Problem to solve
Your response should consist of every entry, unchanged.

Saved data entries:
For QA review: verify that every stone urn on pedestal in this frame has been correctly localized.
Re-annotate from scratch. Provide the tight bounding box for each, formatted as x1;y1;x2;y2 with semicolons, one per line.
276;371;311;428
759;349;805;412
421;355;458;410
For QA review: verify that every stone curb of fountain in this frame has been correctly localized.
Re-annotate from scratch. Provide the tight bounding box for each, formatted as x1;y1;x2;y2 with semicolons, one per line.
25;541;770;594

Problem solution
For QA review: verify that every stone urn on pedestal in this frame has been correctly localized.
Re-annotate from scratch. Provide the tight bounding box for each, formatted as x1;y1;x2;y2 with semicolons, one per line.
276;371;311;428
759;349;805;412
421;355;458;410
For QA review: verify that every stone curb of fountain in this frame has been correctly localized.
Re-annotate from scratch. Provide the tight bounding box for each, formatted as x1;y1;x2;y2 with semicolons, one per line.
25;541;770;594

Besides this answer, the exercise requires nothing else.